### Data records

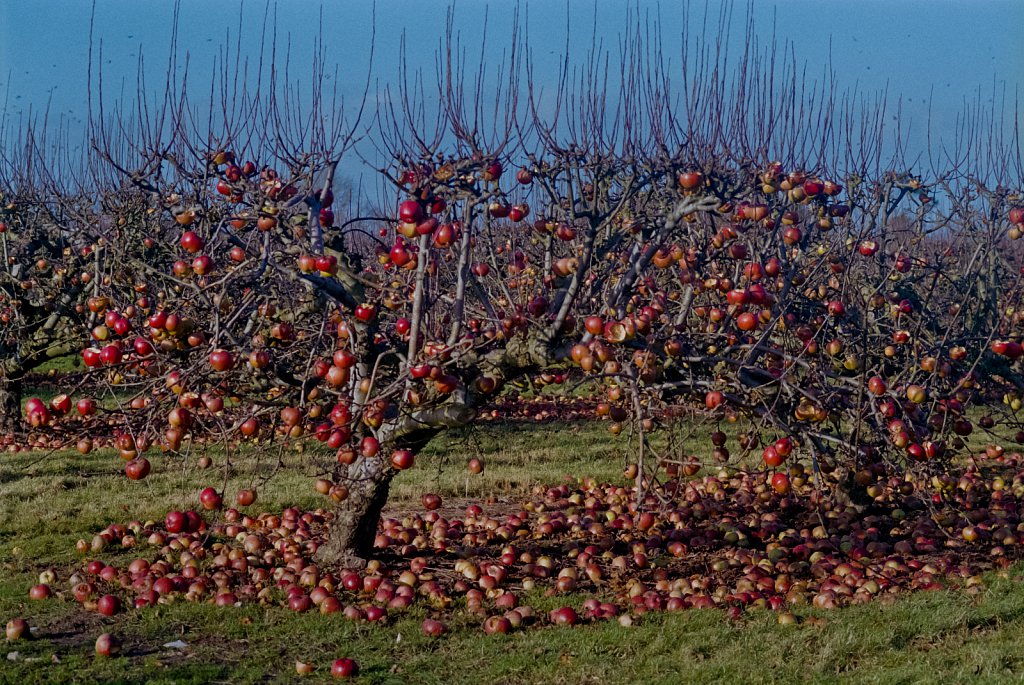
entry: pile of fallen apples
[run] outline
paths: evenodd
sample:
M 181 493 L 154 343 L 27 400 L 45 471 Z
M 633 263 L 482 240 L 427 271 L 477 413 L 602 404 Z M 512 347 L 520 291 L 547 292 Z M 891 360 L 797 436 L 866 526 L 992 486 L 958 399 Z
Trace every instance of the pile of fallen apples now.
M 358 570 L 315 560 L 327 510 L 205 512 L 212 520 L 171 512 L 79 541 L 87 560 L 60 580 L 45 571 L 29 594 L 73 598 L 104 615 L 257 603 L 371 623 L 419 605 L 429 616 L 423 631 L 438 636 L 457 612 L 507 633 L 611 618 L 628 625 L 650 611 L 788 616 L 794 605 L 828 609 L 949 585 L 977 592 L 979 574 L 1022 556 L 1024 464 L 1018 453 L 975 461 L 959 479 L 882 479 L 866 504 L 837 503 L 799 467 L 785 494 L 770 473 L 721 471 L 670 481 L 641 502 L 633 487 L 589 478 L 450 516 L 440 497 L 425 495 L 422 511 L 382 521 L 376 557 Z M 206 507 L 220 505 L 204 494 Z M 528 604 L 539 595 L 568 598 L 542 613 Z
M 594 418 L 597 400 L 590 397 L 510 393 L 490 402 L 480 413 L 484 421 L 587 421 Z
M 523 397 L 518 393 L 506 393 L 489 402 L 480 412 L 483 421 L 534 421 L 573 422 L 593 421 L 607 418 L 610 405 L 607 401 L 590 396 L 534 395 Z M 685 403 L 663 407 L 654 412 L 659 418 L 692 414 L 692 408 Z

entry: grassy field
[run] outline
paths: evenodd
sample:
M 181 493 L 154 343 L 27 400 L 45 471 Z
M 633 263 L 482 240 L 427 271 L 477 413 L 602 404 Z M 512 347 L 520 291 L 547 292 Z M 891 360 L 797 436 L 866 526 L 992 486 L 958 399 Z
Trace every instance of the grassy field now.
M 565 425 L 488 426 L 453 434 L 402 473 L 393 511 L 415 506 L 425 491 L 474 500 L 515 497 L 534 484 L 594 475 L 621 479 L 622 443 L 601 428 Z M 483 475 L 467 480 L 465 460 L 482 456 Z M 235 459 L 227 476 L 154 459 L 154 473 L 130 483 L 110 452 L 0 456 L 0 622 L 22 616 L 36 638 L 5 645 L 2 683 L 290 682 L 295 660 L 314 662 L 306 682 L 328 679 L 329 664 L 349 656 L 366 683 L 680 683 L 680 682 L 1007 682 L 1024 678 L 1024 569 L 987 578 L 983 592 L 931 592 L 885 605 L 817 612 L 799 609 L 795 626 L 753 611 L 730 622 L 720 611 L 648 614 L 632 628 L 614 622 L 572 629 L 539 628 L 485 636 L 478 617 L 456 611 L 452 632 L 423 637 L 423 609 L 387 626 L 355 625 L 340 615 L 296 615 L 245 606 L 217 609 L 177 604 L 104 618 L 72 601 L 29 602 L 44 568 L 59 570 L 63 588 L 74 552 L 105 525 L 162 517 L 185 506 L 201 486 L 226 491 L 260 486 L 256 509 L 317 506 L 303 455 L 275 470 L 266 456 Z M 215 459 L 222 462 L 223 459 Z M 538 609 L 566 597 L 527 598 Z M 570 596 L 579 605 L 584 596 Z M 557 603 L 557 604 L 556 604 Z M 101 632 L 125 642 L 125 654 L 98 659 Z M 164 644 L 181 640 L 183 649 Z M 16 657 L 8 653 L 17 652 Z M 12 660 L 13 659 L 13 660 Z

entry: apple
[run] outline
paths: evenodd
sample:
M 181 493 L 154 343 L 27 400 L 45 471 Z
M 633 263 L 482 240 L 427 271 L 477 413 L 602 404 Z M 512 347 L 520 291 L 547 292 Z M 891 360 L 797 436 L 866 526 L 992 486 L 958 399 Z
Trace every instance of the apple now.
M 181 533 L 185 530 L 188 519 L 183 512 L 171 511 L 164 517 L 164 528 L 168 533 Z
M 203 509 L 207 511 L 216 511 L 221 508 L 224 503 L 224 498 L 221 497 L 220 493 L 214 488 L 204 488 L 199 493 L 199 502 L 203 505 Z
M 452 224 L 441 224 L 434 231 L 434 247 L 448 247 L 455 239 L 455 227 Z
M 790 482 L 789 476 L 785 473 L 779 472 L 772 476 L 772 489 L 780 495 L 785 495 L 789 492 Z
M 192 272 L 197 276 L 207 276 L 213 271 L 213 260 L 209 255 L 199 255 L 192 260 Z
M 203 249 L 205 243 L 194 231 L 185 231 L 181 234 L 181 247 L 186 252 L 196 253 Z
M 120 654 L 121 641 L 110 633 L 103 633 L 96 638 L 96 655 L 111 657 Z
M 230 371 L 235 365 L 235 358 L 227 350 L 220 348 L 210 353 L 210 366 L 214 371 Z
M 96 600 L 96 611 L 104 616 L 113 616 L 121 610 L 121 600 L 114 595 L 103 595 Z
M 288 608 L 299 613 L 309 611 L 313 608 L 313 600 L 305 593 L 294 594 L 288 598 Z
M 256 491 L 246 488 L 239 490 L 235 495 L 235 501 L 238 502 L 240 507 L 249 507 L 256 501 Z
M 111 326 L 111 328 L 114 329 L 114 333 L 123 337 L 125 335 L 128 335 L 128 333 L 132 330 L 132 322 L 124 318 L 123 316 L 118 317 L 117 319 L 114 320 L 114 323 Z
M 807 179 L 804 181 L 803 189 L 808 197 L 814 197 L 820 195 L 825 190 L 825 184 L 816 178 Z
M 124 465 L 125 475 L 131 480 L 142 480 L 149 475 L 150 464 L 145 457 L 136 457 Z
M 185 407 L 175 407 L 167 415 L 167 423 L 174 428 L 188 430 L 192 427 L 192 412 Z
M 50 410 L 46 407 L 38 411 L 29 412 L 28 422 L 33 428 L 41 428 L 47 426 L 50 423 Z
M 102 364 L 100 349 L 98 347 L 87 347 L 82 350 L 82 361 L 89 368 L 95 368 Z
M 336 659 L 331 664 L 332 678 L 355 678 L 357 675 L 359 675 L 359 664 L 352 659 Z
M 285 407 L 281 410 L 281 423 L 289 428 L 299 425 L 302 421 L 302 412 L 298 407 Z
M 679 187 L 683 190 L 693 190 L 704 182 L 704 175 L 699 171 L 684 171 L 679 174 Z
M 424 619 L 423 623 L 420 624 L 420 629 L 424 635 L 430 637 L 440 637 L 448 632 L 448 627 L 444 623 L 432 618 Z
M 572 607 L 560 607 L 553 610 L 549 617 L 556 626 L 574 626 L 579 623 L 580 617 Z
M 377 314 L 377 308 L 373 304 L 363 303 L 357 305 L 355 308 L 355 317 L 362 322 L 372 321 L 374 316 Z
M 254 369 L 265 369 L 270 366 L 270 352 L 267 350 L 253 350 L 249 353 L 249 365 Z
M 132 341 L 132 349 L 135 350 L 135 354 L 138 357 L 145 358 L 156 352 L 153 348 L 153 343 L 149 342 L 145 338 L 139 336 Z
M 338 258 L 334 255 L 317 256 L 316 270 L 327 276 L 336 274 L 338 272 Z
M 924 387 L 913 384 L 907 386 L 907 399 L 914 404 L 921 404 L 928 398 L 928 391 Z
M 123 358 L 124 353 L 121 351 L 121 345 L 118 343 L 111 343 L 100 350 L 100 361 L 106 366 L 120 364 Z
M 857 251 L 865 257 L 873 257 L 878 252 L 878 243 L 874 240 L 865 240 L 858 246 Z
M 53 592 L 50 590 L 50 586 L 46 583 L 40 583 L 39 585 L 33 585 L 28 591 L 29 599 L 40 600 L 48 599 L 53 596 Z
M 29 630 L 28 622 L 23 618 L 12 618 L 7 622 L 7 640 L 15 642 L 22 638 L 29 638 L 32 632 Z
M 837 319 L 842 319 L 846 316 L 846 306 L 839 300 L 832 300 L 828 303 L 828 313 Z
M 501 166 L 501 162 L 494 161 L 487 165 L 484 169 L 483 178 L 485 181 L 497 182 L 501 178 L 501 174 L 504 169 Z
M 398 218 L 407 224 L 417 224 L 423 220 L 423 205 L 416 200 L 406 200 L 398 205 Z
M 736 317 L 736 326 L 741 331 L 752 331 L 757 328 L 757 317 L 750 312 L 743 312 Z
M 395 450 L 391 453 L 391 466 L 399 471 L 412 468 L 415 463 L 415 456 L 412 450 Z
M 377 456 L 380 451 L 380 442 L 372 435 L 367 435 L 359 442 L 359 453 L 367 459 Z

######

- [Instructions for the task]: Copy out, from the records above, every line that holds the string "entry".

- [Response to the task]:
entry: pile of fallen apples
entry: grassy field
entry: apple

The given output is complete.